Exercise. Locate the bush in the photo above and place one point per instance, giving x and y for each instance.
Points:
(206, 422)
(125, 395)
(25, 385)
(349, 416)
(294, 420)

....

About this task:
The answer consists of every entry, returned exactly.

Problem solution:
Exercise. Locate the bush in the photo above and place one point per instance, giving x and y for each instance.
Points:
(206, 422)
(125, 395)
(25, 385)
(349, 416)
(294, 420)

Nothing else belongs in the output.